The request:
Retype everything in the listing, leaving each line exactly as it is.

Data records:
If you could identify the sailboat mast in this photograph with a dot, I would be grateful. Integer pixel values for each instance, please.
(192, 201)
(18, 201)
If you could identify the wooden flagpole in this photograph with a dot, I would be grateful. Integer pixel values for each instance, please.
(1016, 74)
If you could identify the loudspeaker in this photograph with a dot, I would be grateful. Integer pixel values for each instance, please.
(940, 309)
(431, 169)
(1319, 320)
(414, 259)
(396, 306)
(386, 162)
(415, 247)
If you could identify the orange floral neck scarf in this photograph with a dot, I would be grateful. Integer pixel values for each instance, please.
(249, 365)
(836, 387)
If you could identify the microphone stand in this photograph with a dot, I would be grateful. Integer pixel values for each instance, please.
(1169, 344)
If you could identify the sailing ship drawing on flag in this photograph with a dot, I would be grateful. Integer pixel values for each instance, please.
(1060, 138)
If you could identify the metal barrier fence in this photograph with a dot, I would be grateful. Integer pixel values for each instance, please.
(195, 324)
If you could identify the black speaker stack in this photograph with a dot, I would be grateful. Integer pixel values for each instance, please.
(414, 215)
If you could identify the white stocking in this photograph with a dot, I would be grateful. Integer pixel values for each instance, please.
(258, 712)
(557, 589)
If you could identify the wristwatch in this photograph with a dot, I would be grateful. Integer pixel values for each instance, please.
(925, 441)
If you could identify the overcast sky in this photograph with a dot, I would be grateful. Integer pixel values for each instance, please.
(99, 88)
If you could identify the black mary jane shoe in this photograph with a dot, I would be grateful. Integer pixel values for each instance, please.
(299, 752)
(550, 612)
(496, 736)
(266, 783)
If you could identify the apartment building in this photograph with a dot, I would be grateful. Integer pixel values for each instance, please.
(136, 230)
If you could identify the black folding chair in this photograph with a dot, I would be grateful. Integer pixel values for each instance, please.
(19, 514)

Correct answer:
If you could identify the sailboat mast in this photograph with a dot, I would be grateful. Integer pixel values for each instance, please.
(192, 201)
(18, 201)
If you could identify the wooden flagpole in this photograph with a dot, I would be grateful. Integer pixel values for each instance, please.
(1016, 74)
If you could identify the loudspeaker in this photograph with a dot, I would be grateful. Integer pixel values for each instance, please.
(940, 309)
(431, 169)
(1319, 320)
(414, 259)
(396, 306)
(386, 162)
(415, 247)
If you could identify the orange floral neck scarf in this photograph with a dot, I would be grateful. Integer pixel values for each instance, please.
(249, 365)
(836, 387)
If you could identify the microphone stand in this photograph with a dot, I would be grateful. Integer pixel values for each instance, please.
(1169, 344)
If you could identify the sailing ship drawing on flag in this photograph with a dot, I would be grateful. Integer pixel values for each instance, please.
(1060, 138)
If you could identify the metal barrier fence in this photograph with a dot, I would be grateful. Integer pixel values for each instance, please.
(195, 324)
If you could identify the black speaker stack in this photograph with a dot, I would be grateful. Integer pixel values for each instance, please.
(414, 215)
If you could identify the white stocking in this photograph with a dot, I would be grateful. Integer pixel values for each instance, please.
(258, 712)
(557, 589)
If you could identify the wristwatch in this photograph with a dot, I would be grateful. Integer pixel values for each instance, please.
(925, 441)
If you could identify the overcast sky in this photograph with a dot, I would be grateful. Integer pixel values for each instance, please.
(99, 88)
If you could identify the black mary jane shoe in this photograph with a dot, I would be grateful. Integer pixel values for each instance, please.
(299, 752)
(550, 612)
(496, 736)
(266, 783)
If you could identify the apartment building in this photograph with a dot, I would be grateful. Integer pixel values for each instance, please.
(136, 230)
If you could identify the black folding chair in this photograph with a dot, I would be grateful. Integer pixel values for each instance, please.
(19, 514)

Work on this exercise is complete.